* [YOUR INSTRUCTIONS] Can you lay out the rows below, from the line containing "Task: set one pin on each instance of the long sleeve" through the end of the rows, as a Markdown table with the columns No. and Line, numbering each line and leaving out blank lines?

▬▬▬▬▬▬

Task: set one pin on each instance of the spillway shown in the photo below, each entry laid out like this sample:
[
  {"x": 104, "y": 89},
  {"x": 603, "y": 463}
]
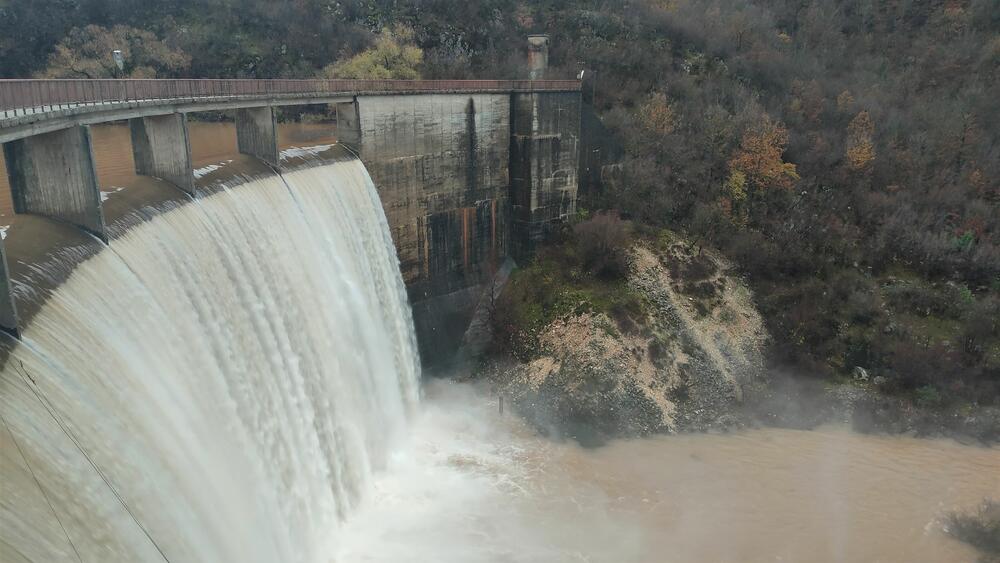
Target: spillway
[{"x": 218, "y": 384}]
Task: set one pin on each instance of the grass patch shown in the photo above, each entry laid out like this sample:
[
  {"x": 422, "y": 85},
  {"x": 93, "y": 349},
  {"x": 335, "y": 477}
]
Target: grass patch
[{"x": 556, "y": 284}]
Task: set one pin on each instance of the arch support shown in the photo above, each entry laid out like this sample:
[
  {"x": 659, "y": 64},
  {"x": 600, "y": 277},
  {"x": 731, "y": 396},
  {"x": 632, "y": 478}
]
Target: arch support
[
  {"x": 257, "y": 133},
  {"x": 53, "y": 175},
  {"x": 161, "y": 149}
]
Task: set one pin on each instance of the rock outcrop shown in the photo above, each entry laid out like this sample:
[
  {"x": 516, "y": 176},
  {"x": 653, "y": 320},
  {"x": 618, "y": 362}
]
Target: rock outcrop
[{"x": 682, "y": 364}]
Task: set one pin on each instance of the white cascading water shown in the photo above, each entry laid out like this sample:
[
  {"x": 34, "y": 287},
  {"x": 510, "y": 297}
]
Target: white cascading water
[{"x": 217, "y": 385}]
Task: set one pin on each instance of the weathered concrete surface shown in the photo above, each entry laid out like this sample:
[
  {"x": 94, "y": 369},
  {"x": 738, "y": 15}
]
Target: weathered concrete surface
[
  {"x": 440, "y": 163},
  {"x": 257, "y": 133},
  {"x": 162, "y": 149},
  {"x": 538, "y": 56},
  {"x": 348, "y": 125},
  {"x": 544, "y": 165},
  {"x": 8, "y": 310},
  {"x": 53, "y": 175}
]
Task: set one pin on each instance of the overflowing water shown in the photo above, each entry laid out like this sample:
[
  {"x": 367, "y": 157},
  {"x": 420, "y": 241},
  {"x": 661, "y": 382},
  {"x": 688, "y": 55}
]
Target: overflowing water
[
  {"x": 236, "y": 380},
  {"x": 217, "y": 385}
]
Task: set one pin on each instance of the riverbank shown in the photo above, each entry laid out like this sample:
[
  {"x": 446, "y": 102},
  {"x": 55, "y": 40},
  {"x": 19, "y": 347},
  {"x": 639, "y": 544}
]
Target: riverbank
[{"x": 657, "y": 333}]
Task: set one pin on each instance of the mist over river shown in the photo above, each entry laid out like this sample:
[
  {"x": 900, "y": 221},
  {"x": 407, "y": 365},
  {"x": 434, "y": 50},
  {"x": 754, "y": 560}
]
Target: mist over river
[{"x": 471, "y": 485}]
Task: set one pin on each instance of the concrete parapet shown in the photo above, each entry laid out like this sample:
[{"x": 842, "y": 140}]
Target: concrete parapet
[
  {"x": 162, "y": 149},
  {"x": 257, "y": 133},
  {"x": 53, "y": 175}
]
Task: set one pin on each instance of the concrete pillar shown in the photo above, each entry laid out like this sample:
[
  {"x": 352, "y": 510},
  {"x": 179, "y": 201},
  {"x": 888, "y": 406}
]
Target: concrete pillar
[
  {"x": 161, "y": 149},
  {"x": 349, "y": 125},
  {"x": 53, "y": 175},
  {"x": 257, "y": 133},
  {"x": 538, "y": 56},
  {"x": 8, "y": 309},
  {"x": 544, "y": 165}
]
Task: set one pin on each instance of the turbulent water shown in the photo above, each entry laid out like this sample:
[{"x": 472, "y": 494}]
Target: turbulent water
[
  {"x": 473, "y": 486},
  {"x": 218, "y": 385}
]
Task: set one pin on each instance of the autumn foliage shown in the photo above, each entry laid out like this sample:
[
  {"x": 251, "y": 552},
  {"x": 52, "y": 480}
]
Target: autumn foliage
[{"x": 759, "y": 158}]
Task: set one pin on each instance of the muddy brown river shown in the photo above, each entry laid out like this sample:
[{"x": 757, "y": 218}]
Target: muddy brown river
[{"x": 472, "y": 486}]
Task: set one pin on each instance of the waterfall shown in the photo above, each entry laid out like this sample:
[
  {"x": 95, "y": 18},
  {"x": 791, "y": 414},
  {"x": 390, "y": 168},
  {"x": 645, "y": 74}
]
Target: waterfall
[{"x": 216, "y": 385}]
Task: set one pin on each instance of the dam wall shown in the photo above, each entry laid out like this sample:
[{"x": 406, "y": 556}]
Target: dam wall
[{"x": 466, "y": 180}]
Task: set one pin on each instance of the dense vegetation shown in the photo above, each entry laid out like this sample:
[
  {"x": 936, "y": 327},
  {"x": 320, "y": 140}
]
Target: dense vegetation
[
  {"x": 980, "y": 528},
  {"x": 843, "y": 152}
]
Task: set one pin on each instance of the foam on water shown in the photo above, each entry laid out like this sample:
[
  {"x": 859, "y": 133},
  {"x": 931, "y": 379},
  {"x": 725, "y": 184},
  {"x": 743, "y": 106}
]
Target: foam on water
[{"x": 234, "y": 370}]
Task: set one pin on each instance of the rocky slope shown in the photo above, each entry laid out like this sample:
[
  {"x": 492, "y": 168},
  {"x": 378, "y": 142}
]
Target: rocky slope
[{"x": 683, "y": 362}]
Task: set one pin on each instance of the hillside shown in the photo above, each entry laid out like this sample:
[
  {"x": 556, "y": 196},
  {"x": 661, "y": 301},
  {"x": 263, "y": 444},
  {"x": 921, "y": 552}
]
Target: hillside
[{"x": 842, "y": 154}]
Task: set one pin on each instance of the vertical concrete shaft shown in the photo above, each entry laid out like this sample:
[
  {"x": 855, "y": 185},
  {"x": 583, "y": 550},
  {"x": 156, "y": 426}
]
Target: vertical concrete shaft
[
  {"x": 8, "y": 310},
  {"x": 349, "y": 125},
  {"x": 544, "y": 165},
  {"x": 257, "y": 133},
  {"x": 53, "y": 174},
  {"x": 538, "y": 56},
  {"x": 162, "y": 149}
]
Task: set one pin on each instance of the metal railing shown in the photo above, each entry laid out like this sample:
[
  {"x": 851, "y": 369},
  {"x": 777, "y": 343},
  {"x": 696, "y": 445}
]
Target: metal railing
[{"x": 27, "y": 97}]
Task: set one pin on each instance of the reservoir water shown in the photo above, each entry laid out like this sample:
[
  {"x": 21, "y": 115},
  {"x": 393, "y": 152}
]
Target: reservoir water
[{"x": 236, "y": 380}]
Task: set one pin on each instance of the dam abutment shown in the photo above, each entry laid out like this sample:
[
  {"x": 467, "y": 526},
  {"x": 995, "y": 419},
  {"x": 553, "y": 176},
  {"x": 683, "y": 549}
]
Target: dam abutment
[{"x": 467, "y": 174}]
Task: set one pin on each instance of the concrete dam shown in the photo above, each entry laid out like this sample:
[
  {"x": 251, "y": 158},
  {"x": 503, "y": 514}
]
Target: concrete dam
[
  {"x": 469, "y": 173},
  {"x": 212, "y": 364}
]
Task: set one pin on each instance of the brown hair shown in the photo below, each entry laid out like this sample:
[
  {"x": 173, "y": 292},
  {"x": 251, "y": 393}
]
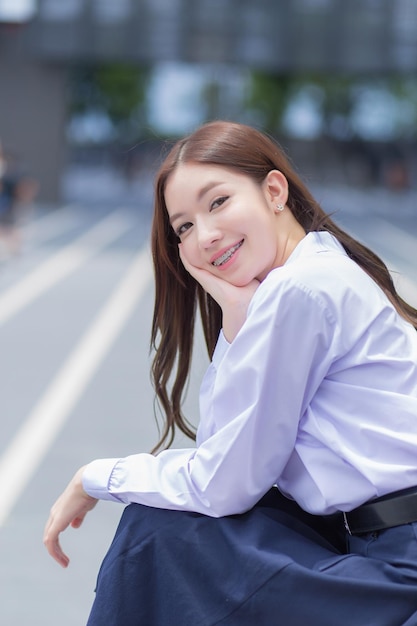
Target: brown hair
[{"x": 177, "y": 295}]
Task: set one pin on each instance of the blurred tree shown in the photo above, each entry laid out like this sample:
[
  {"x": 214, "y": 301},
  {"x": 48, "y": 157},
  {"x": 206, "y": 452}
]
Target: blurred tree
[
  {"x": 116, "y": 90},
  {"x": 268, "y": 98}
]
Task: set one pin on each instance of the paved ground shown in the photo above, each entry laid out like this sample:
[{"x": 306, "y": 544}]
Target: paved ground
[{"x": 75, "y": 313}]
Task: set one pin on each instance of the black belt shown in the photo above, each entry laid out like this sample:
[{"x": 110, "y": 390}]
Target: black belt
[{"x": 394, "y": 509}]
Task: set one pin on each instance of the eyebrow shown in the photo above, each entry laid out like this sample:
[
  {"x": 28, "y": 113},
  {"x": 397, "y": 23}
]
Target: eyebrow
[{"x": 210, "y": 185}]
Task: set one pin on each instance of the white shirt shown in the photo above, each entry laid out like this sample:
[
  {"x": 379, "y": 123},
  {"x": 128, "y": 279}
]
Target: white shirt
[{"x": 317, "y": 393}]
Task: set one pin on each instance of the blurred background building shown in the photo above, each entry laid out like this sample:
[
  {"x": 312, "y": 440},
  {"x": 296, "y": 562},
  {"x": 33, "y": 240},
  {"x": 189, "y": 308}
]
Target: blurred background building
[{"x": 104, "y": 81}]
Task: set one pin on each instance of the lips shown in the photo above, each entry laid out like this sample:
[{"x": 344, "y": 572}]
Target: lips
[{"x": 223, "y": 258}]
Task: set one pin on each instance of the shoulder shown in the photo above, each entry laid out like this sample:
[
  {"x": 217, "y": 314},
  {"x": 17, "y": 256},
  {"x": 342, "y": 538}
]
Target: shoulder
[{"x": 319, "y": 274}]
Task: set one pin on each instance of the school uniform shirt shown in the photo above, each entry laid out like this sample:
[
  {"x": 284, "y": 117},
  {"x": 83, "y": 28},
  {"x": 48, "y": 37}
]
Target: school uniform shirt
[{"x": 317, "y": 394}]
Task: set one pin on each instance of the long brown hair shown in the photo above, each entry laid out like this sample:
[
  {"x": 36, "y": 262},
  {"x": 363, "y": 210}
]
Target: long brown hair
[{"x": 178, "y": 295}]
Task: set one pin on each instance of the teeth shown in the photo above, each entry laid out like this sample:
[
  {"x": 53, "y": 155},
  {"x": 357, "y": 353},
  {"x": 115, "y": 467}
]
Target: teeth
[{"x": 226, "y": 256}]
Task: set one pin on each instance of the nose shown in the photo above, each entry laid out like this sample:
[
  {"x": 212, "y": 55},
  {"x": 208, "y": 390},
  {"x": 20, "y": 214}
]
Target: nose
[{"x": 208, "y": 232}]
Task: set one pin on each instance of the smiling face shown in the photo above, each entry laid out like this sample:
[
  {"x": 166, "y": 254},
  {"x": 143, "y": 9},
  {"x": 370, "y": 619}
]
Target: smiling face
[{"x": 228, "y": 224}]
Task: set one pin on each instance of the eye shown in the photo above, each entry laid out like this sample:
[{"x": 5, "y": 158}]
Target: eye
[
  {"x": 218, "y": 202},
  {"x": 183, "y": 228}
]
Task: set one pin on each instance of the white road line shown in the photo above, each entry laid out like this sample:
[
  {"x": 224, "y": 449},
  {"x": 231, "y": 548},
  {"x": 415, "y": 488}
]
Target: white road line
[
  {"x": 58, "y": 266},
  {"x": 35, "y": 437},
  {"x": 52, "y": 224}
]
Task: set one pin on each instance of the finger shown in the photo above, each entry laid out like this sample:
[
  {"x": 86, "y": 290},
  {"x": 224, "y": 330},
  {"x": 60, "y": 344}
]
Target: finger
[{"x": 53, "y": 547}]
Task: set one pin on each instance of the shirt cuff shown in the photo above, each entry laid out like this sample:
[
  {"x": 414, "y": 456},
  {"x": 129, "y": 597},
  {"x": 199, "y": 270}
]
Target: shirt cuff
[
  {"x": 220, "y": 350},
  {"x": 96, "y": 479}
]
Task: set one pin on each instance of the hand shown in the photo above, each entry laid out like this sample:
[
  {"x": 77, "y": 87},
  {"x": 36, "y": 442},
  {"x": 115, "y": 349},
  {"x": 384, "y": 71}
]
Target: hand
[
  {"x": 69, "y": 510},
  {"x": 233, "y": 301}
]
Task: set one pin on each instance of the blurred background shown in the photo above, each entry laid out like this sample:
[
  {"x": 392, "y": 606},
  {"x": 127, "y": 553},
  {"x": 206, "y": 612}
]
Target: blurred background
[
  {"x": 90, "y": 92},
  {"x": 100, "y": 83}
]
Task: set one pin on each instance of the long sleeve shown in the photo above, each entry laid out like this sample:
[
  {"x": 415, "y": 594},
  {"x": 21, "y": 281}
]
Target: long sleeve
[
  {"x": 250, "y": 407},
  {"x": 317, "y": 393}
]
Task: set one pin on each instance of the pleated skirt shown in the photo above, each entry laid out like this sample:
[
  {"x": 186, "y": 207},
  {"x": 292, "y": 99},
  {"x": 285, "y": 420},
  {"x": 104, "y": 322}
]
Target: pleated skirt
[{"x": 272, "y": 566}]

▬▬▬▬▬▬

* [SOLUTION TO THE PROBLEM]
| No. | Line |
|---|---|
| 1 | Task: set one pin on each instance of the long sleeve shown in the photo above, each entry laid out like this sample: |
| 2 | [ |
| 3 |   {"x": 415, "y": 594}, |
| 4 |   {"x": 21, "y": 281} |
| 5 | ] |
| 6 | Target: long sleeve |
| 7 | [ |
| 8 |   {"x": 250, "y": 407}, |
| 9 |   {"x": 317, "y": 393} |
| 10 | ] |
| 11 | Task: set one pin on each instance of the pleated skirt shown in the photo above, each entry laid out like this sample: |
| 12 | [ |
| 13 |   {"x": 186, "y": 207}, |
| 14 |   {"x": 292, "y": 99}, |
| 15 |   {"x": 285, "y": 420}, |
| 16 |   {"x": 104, "y": 322} |
| 17 | ] |
| 18 | Target: pleated skirt |
| 19 | [{"x": 272, "y": 566}] |